*Excerpt to read*.
=-=-=

Sep 02 '20 12:09 lissyx

@zaptrem @erksch Have you been able to get more informations on that matter ?

Sep 08 '20 15:09 lissyx

@zaptrem ping? Have you been able to qualify better the issue? I have been able to have a look, comparing non stream vs stream uses via the C++ client,

(this is on current master, c7d58d628e6f701ce3575a44ef9282730ec02ab3)

Non Stream:

==1401849== LEAK SUMMARY:
==1401849==    definitely lost: 0 bytes in 0 blocks
==1401849==    indirectly lost: 0 bytes in 0 blocks
==1401849==      possibly lost: 0 bytes in 0 blocks
==1401849==    still reachable: 8,260 bytes in 103 blocks
==1401849==         suppressed: 0 bytes in 0 blocks

The still reachable are all from libsox according to what I could analyze.

Stream:

==2125011== LEAK SUMMARY:
==2125011==    definitely lost: 20 bytes in 3 blocks
==2125011==    indirectly lost: 0 bytes in 0 blocks
==2125011==      possibly lost: 0 bytes in 0 blocks
==2125011==    still reachable: 8,260 bytes in 103 blocks
==2125011==         suppressed: 0 bytes in 0 blocks

And it would come from the intermediate decode:

 240 ==2125011== 20 bytes in 3 blocks are definitely lost in loss record 17 of 104                                                                                                                                                                                                                                                                                            241 ==2125011==    at 0x483877F: malloc (vg_replace_malloc.c:307)                                                                                                                                                                                                                                                                                                            242 ==2125011==    by 0x5E93F0A: strdup (strdup.c:42)                                                                                                                                                                                                                                                                                                                        243 ==2125011==    by 0x4A12003: ModelState::decode(DecoderState const&) const (modelstate.cc:36)                                                                                                                                                                                                                                                                            244 ==2125011==    by 0x4A067AD: StreamingState::intermediateDecode() const (deepspeech.cc:137)

=-=-=

[Records excerpted from a collection]
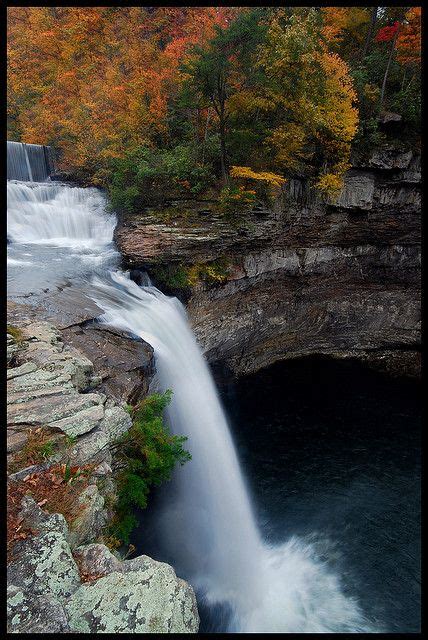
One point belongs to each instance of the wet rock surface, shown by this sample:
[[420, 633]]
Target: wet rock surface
[[306, 277], [56, 585]]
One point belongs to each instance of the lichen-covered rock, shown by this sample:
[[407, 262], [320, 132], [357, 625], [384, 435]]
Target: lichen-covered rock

=-=-=

*Your objective*.
Copy the leak report beginning at "(this is on" and stopping after "I could analyze.", switching "libsox" to "SoX".

*Written answer*.
(this is on current master, c7d58d628e6f701ce3575a44ef9282730ec02ab3)

Non Stream:

==1401849== LEAK SUMMARY:
==1401849==    definitely lost: 0 bytes in 0 blocks
==1401849==    indirectly lost: 0 bytes in 0 blocks
==1401849==      possibly lost: 0 bytes in 0 blocks
==1401849==    still reachable: 8,260 bytes in 103 blocks
==1401849==         suppressed: 0 bytes in 0 blocks

The still reachable are all from SoX according to what I could analyze.